_WHAT TO PRODUCE_: An exact transcription is needed of the lines below from the one with "Scan for chiefs" through the one with "Scan for blue", with no other lines and no pictures.

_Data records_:
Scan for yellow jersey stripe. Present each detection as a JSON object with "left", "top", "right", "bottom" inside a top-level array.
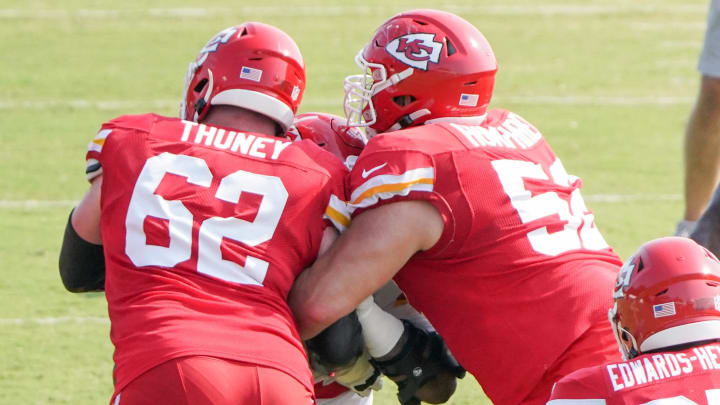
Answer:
[
  {"left": 351, "top": 177, "right": 434, "bottom": 205},
  {"left": 324, "top": 205, "right": 351, "bottom": 229}
]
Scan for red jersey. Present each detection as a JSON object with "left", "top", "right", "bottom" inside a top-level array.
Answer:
[
  {"left": 85, "top": 113, "right": 348, "bottom": 395},
  {"left": 348, "top": 110, "right": 623, "bottom": 404},
  {"left": 548, "top": 343, "right": 720, "bottom": 404}
]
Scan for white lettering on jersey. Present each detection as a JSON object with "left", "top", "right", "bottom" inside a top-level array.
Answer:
[
  {"left": 180, "top": 121, "right": 290, "bottom": 160},
  {"left": 695, "top": 347, "right": 713, "bottom": 370},
  {"left": 608, "top": 364, "right": 624, "bottom": 391},
  {"left": 602, "top": 348, "right": 720, "bottom": 392},
  {"left": 678, "top": 353, "right": 693, "bottom": 373},
  {"left": 629, "top": 359, "right": 648, "bottom": 385},
  {"left": 492, "top": 158, "right": 609, "bottom": 256},
  {"left": 124, "top": 152, "right": 288, "bottom": 286},
  {"left": 451, "top": 112, "right": 542, "bottom": 150},
  {"left": 652, "top": 354, "right": 671, "bottom": 379},
  {"left": 618, "top": 363, "right": 635, "bottom": 389},
  {"left": 709, "top": 345, "right": 720, "bottom": 369}
]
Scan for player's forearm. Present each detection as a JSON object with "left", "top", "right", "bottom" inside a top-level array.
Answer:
[
  {"left": 289, "top": 255, "right": 362, "bottom": 339},
  {"left": 291, "top": 202, "right": 435, "bottom": 338},
  {"left": 59, "top": 209, "right": 106, "bottom": 292},
  {"left": 59, "top": 178, "right": 105, "bottom": 292}
]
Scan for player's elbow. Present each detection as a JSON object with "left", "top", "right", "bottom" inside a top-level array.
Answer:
[
  {"left": 58, "top": 261, "right": 104, "bottom": 293},
  {"left": 58, "top": 212, "right": 106, "bottom": 293},
  {"left": 293, "top": 300, "right": 343, "bottom": 340}
]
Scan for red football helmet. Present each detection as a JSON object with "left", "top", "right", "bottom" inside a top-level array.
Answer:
[
  {"left": 180, "top": 23, "right": 305, "bottom": 132},
  {"left": 289, "top": 112, "right": 365, "bottom": 161},
  {"left": 609, "top": 237, "right": 720, "bottom": 359},
  {"left": 343, "top": 9, "right": 497, "bottom": 136}
]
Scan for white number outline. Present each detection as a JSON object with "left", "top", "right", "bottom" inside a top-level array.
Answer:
[
  {"left": 639, "top": 389, "right": 720, "bottom": 404},
  {"left": 124, "top": 152, "right": 287, "bottom": 286},
  {"left": 491, "top": 158, "right": 608, "bottom": 256}
]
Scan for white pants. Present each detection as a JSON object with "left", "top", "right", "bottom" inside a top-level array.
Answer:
[{"left": 317, "top": 390, "right": 373, "bottom": 405}]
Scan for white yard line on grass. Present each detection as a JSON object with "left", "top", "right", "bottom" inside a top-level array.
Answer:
[
  {"left": 0, "top": 5, "right": 708, "bottom": 19},
  {"left": 0, "top": 200, "right": 76, "bottom": 208},
  {"left": 0, "top": 95, "right": 695, "bottom": 111},
  {"left": 0, "top": 194, "right": 682, "bottom": 211},
  {"left": 584, "top": 194, "right": 681, "bottom": 202},
  {"left": 0, "top": 316, "right": 109, "bottom": 325}
]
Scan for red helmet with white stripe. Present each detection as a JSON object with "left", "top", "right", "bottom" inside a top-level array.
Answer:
[
  {"left": 181, "top": 23, "right": 305, "bottom": 132},
  {"left": 344, "top": 9, "right": 497, "bottom": 136},
  {"left": 609, "top": 237, "right": 720, "bottom": 359},
  {"left": 289, "top": 112, "right": 365, "bottom": 160}
]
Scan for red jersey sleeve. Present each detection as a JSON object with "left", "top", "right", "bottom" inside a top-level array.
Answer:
[
  {"left": 293, "top": 140, "right": 351, "bottom": 233},
  {"left": 547, "top": 366, "right": 609, "bottom": 404},
  {"left": 85, "top": 114, "right": 156, "bottom": 181},
  {"left": 347, "top": 137, "right": 455, "bottom": 251}
]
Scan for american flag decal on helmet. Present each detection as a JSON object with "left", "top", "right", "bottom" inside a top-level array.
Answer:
[
  {"left": 653, "top": 302, "right": 676, "bottom": 318},
  {"left": 240, "top": 66, "right": 263, "bottom": 82},
  {"left": 459, "top": 93, "right": 479, "bottom": 107}
]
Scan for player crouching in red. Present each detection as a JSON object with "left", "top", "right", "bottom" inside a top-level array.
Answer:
[{"left": 548, "top": 237, "right": 720, "bottom": 404}]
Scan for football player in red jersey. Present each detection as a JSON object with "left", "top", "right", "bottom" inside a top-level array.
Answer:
[
  {"left": 547, "top": 237, "right": 720, "bottom": 404},
  {"left": 58, "top": 23, "right": 349, "bottom": 405},
  {"left": 290, "top": 113, "right": 377, "bottom": 405},
  {"left": 289, "top": 9, "right": 624, "bottom": 404},
  {"left": 292, "top": 113, "right": 464, "bottom": 405}
]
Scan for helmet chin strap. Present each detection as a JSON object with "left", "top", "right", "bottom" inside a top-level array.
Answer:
[
  {"left": 387, "top": 109, "right": 431, "bottom": 131},
  {"left": 618, "top": 326, "right": 640, "bottom": 360},
  {"left": 193, "top": 69, "right": 214, "bottom": 122}
]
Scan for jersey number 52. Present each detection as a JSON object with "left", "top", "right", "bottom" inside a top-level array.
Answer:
[{"left": 492, "top": 158, "right": 608, "bottom": 256}]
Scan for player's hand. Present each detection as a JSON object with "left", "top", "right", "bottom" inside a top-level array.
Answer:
[
  {"left": 371, "top": 321, "right": 465, "bottom": 404},
  {"left": 333, "top": 348, "right": 383, "bottom": 396}
]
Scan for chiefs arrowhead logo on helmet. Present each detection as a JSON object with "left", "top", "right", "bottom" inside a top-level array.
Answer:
[{"left": 385, "top": 33, "right": 442, "bottom": 71}]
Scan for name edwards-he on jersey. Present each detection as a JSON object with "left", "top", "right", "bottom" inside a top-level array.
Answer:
[
  {"left": 180, "top": 121, "right": 290, "bottom": 160},
  {"left": 608, "top": 344, "right": 720, "bottom": 392}
]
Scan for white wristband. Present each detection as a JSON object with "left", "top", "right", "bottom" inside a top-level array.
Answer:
[{"left": 356, "top": 295, "right": 406, "bottom": 358}]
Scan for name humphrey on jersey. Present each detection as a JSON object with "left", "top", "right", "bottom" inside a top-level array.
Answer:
[{"left": 451, "top": 112, "right": 543, "bottom": 150}]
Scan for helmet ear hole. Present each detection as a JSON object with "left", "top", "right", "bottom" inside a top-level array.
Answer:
[
  {"left": 194, "top": 78, "right": 208, "bottom": 93},
  {"left": 446, "top": 38, "right": 457, "bottom": 56},
  {"left": 392, "top": 95, "right": 416, "bottom": 107}
]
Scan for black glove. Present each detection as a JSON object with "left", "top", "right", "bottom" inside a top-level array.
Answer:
[{"left": 370, "top": 320, "right": 465, "bottom": 405}]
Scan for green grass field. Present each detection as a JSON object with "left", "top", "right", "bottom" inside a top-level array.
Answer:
[{"left": 0, "top": 0, "right": 711, "bottom": 403}]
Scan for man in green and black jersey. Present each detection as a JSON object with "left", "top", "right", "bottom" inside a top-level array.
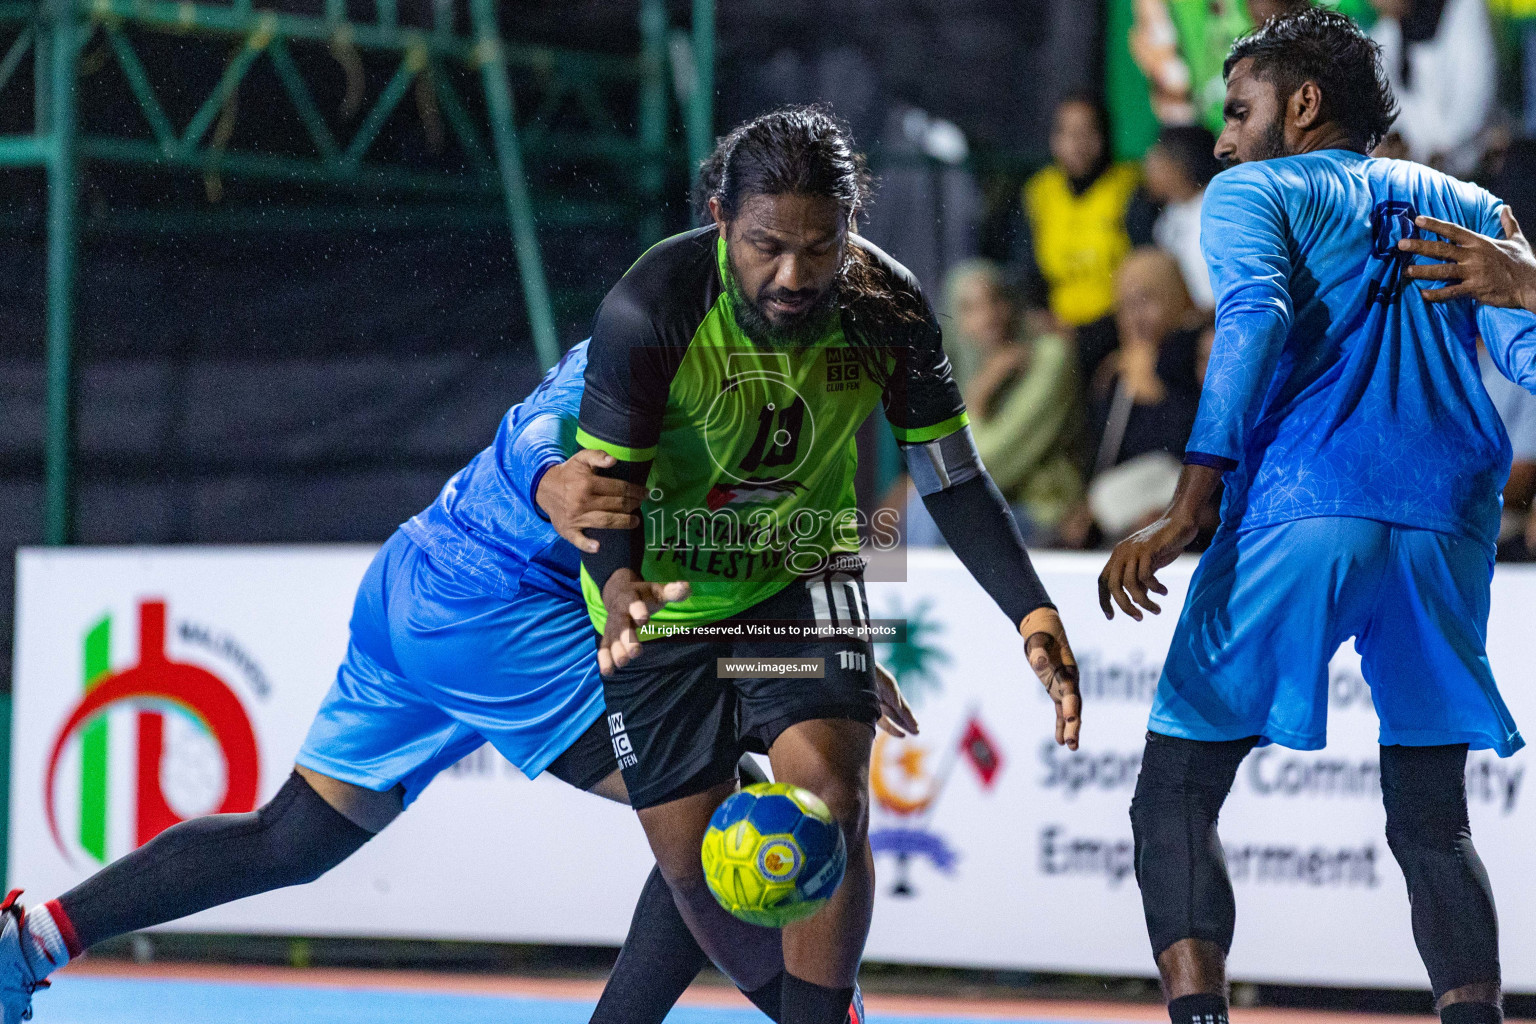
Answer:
[{"left": 576, "top": 106, "right": 1081, "bottom": 1023}]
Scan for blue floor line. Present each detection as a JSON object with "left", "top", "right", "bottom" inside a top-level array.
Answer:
[{"left": 35, "top": 975, "right": 1083, "bottom": 1024}]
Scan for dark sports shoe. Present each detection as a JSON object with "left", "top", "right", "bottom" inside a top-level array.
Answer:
[{"left": 0, "top": 892, "right": 50, "bottom": 1023}]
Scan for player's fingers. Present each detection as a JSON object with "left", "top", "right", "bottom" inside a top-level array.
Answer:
[
  {"left": 585, "top": 478, "right": 646, "bottom": 505},
  {"left": 575, "top": 511, "right": 639, "bottom": 531},
  {"left": 1398, "top": 236, "right": 1461, "bottom": 261},
  {"left": 1421, "top": 283, "right": 1474, "bottom": 303},
  {"left": 1113, "top": 557, "right": 1143, "bottom": 621},
  {"left": 1134, "top": 551, "right": 1163, "bottom": 614},
  {"left": 563, "top": 527, "right": 600, "bottom": 554},
  {"left": 1403, "top": 261, "right": 1465, "bottom": 281},
  {"left": 876, "top": 716, "right": 907, "bottom": 739},
  {"left": 627, "top": 597, "right": 653, "bottom": 626},
  {"left": 1122, "top": 556, "right": 1151, "bottom": 615},
  {"left": 1097, "top": 567, "right": 1116, "bottom": 619},
  {"left": 1146, "top": 569, "right": 1168, "bottom": 596},
  {"left": 883, "top": 685, "right": 919, "bottom": 735},
  {"left": 1060, "top": 692, "right": 1082, "bottom": 750},
  {"left": 573, "top": 448, "right": 617, "bottom": 469},
  {"left": 1502, "top": 205, "right": 1525, "bottom": 243},
  {"left": 617, "top": 624, "right": 642, "bottom": 665},
  {"left": 1413, "top": 214, "right": 1474, "bottom": 244},
  {"left": 659, "top": 581, "right": 691, "bottom": 604},
  {"left": 597, "top": 644, "right": 615, "bottom": 676},
  {"left": 580, "top": 492, "right": 643, "bottom": 514}
]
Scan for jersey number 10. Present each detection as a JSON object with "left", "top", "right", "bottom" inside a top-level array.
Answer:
[{"left": 739, "top": 398, "right": 807, "bottom": 473}]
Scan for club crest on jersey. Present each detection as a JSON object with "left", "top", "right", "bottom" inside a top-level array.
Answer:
[
  {"left": 706, "top": 479, "right": 804, "bottom": 510},
  {"left": 825, "top": 348, "right": 862, "bottom": 392}
]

_SOLVED PROBLEM_:
Scan for chiefs arrowhead logo on helmet. Present each detection as a JSON object with "left", "top", "right", "bottom" inside a top-level array.
Answer:
[{"left": 385, "top": 33, "right": 442, "bottom": 71}]
Scan for name edwards-he on jersey. Present each detection as a JSON object with "left", "top", "right", "bottom" inside a top-level array.
Answer:
[
  {"left": 180, "top": 121, "right": 290, "bottom": 160},
  {"left": 608, "top": 344, "right": 720, "bottom": 392}
]
Scan for white wristband. Present each detection as a JSON object with "left", "top", "right", "bottom" inside a top-level array.
Answer:
[{"left": 356, "top": 295, "right": 406, "bottom": 358}]
Scan for name humphrey on jersey. Present each detection as a JSON object with "left", "top", "right", "bottom" inside a top-level array.
Answer:
[{"left": 451, "top": 112, "right": 543, "bottom": 150}]
Scan for helmet ear hole. Present each detection as a JSON object with "left", "top", "right", "bottom" inside a top-level array.
Answer:
[
  {"left": 194, "top": 78, "right": 208, "bottom": 93},
  {"left": 446, "top": 38, "right": 457, "bottom": 56},
  {"left": 392, "top": 95, "right": 416, "bottom": 107}
]
Scan for black glove. Present each detection as a JSON object with "left", "top", "right", "bottom" inside a top-level array.
Answer:
[{"left": 370, "top": 320, "right": 465, "bottom": 405}]
Scan for green grass field. Present each detection as a JSON object with "left", "top", "right", "bottom" inside a top-level array.
Answer:
[{"left": 0, "top": 0, "right": 711, "bottom": 403}]
Scan for man in green and black jersey. Present each detection as a JSON object with "left", "top", "right", "bottom" inside a top-level array.
Answer:
[{"left": 576, "top": 106, "right": 1081, "bottom": 1023}]
Scan for blue floor line. Present each detection as a JSON object with "left", "top", "right", "bottom" inside a top-level array.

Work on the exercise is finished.